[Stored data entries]
<<<<
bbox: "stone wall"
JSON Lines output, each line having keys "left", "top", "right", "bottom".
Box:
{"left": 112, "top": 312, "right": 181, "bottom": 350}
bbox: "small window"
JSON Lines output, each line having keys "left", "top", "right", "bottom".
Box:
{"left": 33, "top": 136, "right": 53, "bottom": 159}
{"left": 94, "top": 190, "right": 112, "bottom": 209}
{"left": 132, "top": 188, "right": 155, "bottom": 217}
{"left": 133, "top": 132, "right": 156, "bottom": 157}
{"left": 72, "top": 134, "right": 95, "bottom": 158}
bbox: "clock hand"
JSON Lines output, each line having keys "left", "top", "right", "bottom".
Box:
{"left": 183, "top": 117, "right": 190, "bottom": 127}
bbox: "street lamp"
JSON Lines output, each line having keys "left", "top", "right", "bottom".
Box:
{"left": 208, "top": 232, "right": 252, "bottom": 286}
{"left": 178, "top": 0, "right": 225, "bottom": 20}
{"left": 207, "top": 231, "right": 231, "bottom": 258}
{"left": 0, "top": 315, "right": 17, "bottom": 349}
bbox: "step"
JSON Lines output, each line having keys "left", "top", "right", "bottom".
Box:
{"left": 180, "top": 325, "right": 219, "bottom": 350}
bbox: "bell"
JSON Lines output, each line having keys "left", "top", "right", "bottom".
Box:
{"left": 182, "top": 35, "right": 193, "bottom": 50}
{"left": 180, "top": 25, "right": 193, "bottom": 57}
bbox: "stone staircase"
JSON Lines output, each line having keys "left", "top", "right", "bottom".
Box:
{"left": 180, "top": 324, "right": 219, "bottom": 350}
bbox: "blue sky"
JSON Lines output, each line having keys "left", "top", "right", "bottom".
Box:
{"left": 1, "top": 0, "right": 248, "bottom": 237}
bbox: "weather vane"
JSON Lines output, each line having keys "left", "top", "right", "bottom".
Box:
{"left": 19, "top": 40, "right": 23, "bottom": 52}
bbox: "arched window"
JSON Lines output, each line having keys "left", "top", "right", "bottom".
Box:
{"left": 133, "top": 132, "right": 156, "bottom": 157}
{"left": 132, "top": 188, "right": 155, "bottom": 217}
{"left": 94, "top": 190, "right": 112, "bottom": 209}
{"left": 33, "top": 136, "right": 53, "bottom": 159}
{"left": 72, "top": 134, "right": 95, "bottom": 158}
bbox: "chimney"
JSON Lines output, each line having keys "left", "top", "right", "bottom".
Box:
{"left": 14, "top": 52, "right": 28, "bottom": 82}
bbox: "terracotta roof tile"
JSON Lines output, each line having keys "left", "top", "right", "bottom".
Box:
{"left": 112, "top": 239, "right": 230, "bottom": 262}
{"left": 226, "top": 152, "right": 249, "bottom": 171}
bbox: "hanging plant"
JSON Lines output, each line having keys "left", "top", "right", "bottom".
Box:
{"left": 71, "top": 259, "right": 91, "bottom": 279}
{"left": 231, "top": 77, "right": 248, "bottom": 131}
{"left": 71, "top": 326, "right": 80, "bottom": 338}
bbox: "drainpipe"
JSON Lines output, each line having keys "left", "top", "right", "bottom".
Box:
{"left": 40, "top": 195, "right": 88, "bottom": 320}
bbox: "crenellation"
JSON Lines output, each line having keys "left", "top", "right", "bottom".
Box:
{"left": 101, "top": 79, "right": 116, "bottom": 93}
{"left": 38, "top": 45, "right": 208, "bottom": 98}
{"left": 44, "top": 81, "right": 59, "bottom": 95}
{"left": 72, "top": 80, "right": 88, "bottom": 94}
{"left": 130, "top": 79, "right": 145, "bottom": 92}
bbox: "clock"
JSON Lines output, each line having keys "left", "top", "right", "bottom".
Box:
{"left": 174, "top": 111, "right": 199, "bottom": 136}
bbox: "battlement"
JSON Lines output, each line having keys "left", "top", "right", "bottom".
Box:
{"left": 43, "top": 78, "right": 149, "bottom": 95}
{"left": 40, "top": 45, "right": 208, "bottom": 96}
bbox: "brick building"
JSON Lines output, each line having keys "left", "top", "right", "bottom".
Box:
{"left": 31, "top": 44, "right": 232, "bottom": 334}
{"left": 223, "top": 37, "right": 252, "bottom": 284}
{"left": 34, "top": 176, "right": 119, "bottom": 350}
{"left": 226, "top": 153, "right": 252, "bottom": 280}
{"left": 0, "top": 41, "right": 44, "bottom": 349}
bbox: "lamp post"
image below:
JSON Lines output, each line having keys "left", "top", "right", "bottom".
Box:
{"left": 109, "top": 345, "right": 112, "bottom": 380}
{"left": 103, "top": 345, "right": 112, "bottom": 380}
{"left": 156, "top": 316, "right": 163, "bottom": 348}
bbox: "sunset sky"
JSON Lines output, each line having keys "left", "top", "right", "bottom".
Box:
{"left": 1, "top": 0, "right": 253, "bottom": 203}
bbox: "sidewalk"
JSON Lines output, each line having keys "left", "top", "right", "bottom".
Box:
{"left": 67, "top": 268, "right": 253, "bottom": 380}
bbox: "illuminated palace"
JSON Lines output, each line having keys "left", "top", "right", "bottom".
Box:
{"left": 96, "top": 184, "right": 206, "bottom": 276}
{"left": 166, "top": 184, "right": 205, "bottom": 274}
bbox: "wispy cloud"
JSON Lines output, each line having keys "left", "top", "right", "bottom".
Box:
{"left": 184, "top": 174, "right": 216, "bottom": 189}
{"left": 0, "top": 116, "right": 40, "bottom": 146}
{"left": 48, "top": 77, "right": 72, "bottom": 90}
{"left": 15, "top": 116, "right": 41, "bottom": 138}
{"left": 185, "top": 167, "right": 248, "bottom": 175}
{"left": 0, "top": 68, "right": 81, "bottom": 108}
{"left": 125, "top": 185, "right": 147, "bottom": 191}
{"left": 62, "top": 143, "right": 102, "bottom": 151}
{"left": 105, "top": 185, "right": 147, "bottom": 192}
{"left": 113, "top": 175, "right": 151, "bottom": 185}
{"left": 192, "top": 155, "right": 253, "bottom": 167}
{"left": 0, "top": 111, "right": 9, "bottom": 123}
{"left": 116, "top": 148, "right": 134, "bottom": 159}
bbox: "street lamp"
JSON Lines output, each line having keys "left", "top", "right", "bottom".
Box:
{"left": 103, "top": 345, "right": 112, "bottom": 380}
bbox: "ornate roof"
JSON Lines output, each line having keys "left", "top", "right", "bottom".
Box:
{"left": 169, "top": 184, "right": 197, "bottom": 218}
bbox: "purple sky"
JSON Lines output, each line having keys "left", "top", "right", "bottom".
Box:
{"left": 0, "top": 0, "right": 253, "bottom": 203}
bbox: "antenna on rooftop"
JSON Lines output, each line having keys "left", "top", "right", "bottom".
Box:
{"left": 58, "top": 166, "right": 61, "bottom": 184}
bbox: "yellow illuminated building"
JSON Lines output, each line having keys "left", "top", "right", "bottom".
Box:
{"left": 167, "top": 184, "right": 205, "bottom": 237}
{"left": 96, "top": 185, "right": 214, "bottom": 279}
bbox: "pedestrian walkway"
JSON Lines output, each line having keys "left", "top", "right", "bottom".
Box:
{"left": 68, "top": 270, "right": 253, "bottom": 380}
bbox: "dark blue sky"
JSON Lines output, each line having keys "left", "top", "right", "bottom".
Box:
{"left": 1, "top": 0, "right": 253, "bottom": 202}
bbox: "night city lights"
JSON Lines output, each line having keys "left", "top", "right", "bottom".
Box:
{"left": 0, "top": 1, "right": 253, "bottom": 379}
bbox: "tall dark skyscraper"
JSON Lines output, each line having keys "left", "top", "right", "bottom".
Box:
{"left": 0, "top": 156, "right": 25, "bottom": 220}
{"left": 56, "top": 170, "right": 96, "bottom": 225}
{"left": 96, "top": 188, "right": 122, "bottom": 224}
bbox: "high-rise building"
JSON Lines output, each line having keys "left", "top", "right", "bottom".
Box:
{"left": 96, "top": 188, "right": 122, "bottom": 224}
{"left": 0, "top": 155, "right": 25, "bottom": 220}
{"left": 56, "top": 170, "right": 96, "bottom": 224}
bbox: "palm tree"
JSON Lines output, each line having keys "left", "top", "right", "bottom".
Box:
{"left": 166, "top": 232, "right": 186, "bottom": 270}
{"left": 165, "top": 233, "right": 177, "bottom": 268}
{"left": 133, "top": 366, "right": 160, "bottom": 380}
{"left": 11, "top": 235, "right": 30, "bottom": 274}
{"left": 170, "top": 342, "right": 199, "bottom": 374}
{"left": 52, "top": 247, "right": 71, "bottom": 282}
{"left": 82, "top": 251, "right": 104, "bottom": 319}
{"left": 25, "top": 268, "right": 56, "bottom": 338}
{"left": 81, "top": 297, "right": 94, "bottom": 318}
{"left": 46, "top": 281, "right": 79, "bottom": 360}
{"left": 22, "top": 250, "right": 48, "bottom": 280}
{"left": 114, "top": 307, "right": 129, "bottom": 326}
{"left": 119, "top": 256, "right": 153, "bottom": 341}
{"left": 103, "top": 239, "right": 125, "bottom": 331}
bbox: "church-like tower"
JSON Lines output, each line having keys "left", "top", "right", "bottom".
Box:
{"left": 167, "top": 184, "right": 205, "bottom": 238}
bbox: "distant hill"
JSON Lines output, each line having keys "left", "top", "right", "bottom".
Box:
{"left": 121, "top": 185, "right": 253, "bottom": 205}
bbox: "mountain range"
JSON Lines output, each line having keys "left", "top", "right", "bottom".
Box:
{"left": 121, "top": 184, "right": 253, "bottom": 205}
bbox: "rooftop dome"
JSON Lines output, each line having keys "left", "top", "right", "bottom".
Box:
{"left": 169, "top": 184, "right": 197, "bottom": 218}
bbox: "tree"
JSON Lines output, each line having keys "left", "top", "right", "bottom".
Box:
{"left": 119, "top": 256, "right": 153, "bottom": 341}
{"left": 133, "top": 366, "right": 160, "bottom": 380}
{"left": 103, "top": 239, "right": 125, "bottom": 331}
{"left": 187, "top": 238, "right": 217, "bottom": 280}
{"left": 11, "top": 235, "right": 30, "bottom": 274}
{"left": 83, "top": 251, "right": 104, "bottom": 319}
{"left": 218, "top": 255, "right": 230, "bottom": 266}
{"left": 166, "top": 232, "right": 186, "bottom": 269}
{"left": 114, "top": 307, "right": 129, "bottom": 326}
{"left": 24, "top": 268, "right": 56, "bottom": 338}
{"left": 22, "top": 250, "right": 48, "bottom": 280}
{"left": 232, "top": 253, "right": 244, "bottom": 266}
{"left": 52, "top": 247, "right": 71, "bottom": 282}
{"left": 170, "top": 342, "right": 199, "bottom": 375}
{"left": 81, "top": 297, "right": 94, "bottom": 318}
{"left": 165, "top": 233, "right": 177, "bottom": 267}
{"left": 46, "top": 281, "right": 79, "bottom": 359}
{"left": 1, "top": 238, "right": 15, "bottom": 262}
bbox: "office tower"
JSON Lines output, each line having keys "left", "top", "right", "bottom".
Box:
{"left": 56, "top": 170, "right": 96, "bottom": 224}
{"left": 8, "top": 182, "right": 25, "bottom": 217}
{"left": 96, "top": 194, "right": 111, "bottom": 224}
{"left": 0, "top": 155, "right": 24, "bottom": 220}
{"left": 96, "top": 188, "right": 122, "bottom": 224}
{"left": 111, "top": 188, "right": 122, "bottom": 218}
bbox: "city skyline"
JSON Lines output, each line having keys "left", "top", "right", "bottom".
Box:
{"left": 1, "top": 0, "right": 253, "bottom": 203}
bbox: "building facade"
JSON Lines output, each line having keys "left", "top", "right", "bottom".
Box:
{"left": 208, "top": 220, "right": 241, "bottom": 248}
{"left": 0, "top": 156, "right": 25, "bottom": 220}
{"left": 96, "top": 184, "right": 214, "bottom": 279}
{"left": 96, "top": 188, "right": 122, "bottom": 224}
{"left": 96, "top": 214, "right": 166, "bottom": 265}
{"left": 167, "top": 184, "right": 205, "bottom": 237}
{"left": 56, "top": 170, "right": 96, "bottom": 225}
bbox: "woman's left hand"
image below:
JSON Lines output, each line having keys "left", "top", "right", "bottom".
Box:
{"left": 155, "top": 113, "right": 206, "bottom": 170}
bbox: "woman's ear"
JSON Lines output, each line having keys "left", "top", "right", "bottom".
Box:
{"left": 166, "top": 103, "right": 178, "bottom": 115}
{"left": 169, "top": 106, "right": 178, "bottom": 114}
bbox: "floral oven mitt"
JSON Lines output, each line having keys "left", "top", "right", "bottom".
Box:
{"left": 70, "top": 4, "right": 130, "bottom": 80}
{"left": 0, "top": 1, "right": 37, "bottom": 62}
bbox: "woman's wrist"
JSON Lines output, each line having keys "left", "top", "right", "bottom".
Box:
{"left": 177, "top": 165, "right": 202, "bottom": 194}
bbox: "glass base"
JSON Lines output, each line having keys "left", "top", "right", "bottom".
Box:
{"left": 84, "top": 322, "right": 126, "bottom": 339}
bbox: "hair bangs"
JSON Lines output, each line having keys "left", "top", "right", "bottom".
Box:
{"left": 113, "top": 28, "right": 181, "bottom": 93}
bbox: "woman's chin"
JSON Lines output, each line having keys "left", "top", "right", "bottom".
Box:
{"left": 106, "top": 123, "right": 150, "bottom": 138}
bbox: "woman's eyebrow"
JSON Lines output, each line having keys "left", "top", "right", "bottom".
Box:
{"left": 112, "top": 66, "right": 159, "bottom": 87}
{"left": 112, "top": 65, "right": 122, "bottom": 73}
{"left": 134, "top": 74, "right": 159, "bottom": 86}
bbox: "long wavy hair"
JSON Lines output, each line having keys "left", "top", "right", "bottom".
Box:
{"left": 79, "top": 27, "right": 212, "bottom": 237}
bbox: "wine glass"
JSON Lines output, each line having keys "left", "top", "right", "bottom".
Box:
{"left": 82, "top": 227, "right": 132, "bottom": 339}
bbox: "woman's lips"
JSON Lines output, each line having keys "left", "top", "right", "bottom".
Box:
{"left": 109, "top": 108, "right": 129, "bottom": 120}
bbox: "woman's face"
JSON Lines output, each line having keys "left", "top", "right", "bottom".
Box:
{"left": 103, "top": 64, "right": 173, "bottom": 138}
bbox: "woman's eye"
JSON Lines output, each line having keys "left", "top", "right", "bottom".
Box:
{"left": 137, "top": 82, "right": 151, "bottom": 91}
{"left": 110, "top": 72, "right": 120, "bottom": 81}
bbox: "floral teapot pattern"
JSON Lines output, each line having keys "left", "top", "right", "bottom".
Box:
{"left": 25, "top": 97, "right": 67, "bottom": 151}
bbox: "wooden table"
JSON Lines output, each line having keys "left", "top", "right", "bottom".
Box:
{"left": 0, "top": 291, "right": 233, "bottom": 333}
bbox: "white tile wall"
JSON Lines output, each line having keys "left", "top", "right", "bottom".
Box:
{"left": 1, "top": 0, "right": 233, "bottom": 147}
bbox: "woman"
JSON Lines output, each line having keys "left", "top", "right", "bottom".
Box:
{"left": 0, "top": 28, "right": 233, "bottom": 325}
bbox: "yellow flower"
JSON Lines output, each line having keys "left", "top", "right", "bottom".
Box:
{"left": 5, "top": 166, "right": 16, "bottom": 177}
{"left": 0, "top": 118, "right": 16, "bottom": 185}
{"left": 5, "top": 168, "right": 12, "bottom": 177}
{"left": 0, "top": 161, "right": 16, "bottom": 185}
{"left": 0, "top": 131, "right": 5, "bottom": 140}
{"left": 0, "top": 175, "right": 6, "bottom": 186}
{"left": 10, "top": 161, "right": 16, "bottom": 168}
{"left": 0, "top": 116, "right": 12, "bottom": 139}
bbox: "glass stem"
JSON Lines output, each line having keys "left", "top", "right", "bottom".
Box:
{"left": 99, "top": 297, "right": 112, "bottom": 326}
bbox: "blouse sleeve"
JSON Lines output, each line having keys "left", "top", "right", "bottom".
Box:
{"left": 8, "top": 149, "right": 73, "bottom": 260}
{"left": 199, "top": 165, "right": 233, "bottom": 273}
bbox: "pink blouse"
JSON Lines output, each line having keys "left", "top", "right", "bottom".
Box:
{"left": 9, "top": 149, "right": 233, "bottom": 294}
>>>>
● What you need to do: Whenever a line of the entries contains "glass", it counts toward the total; state that total alone.

● Reply to the exercise: 3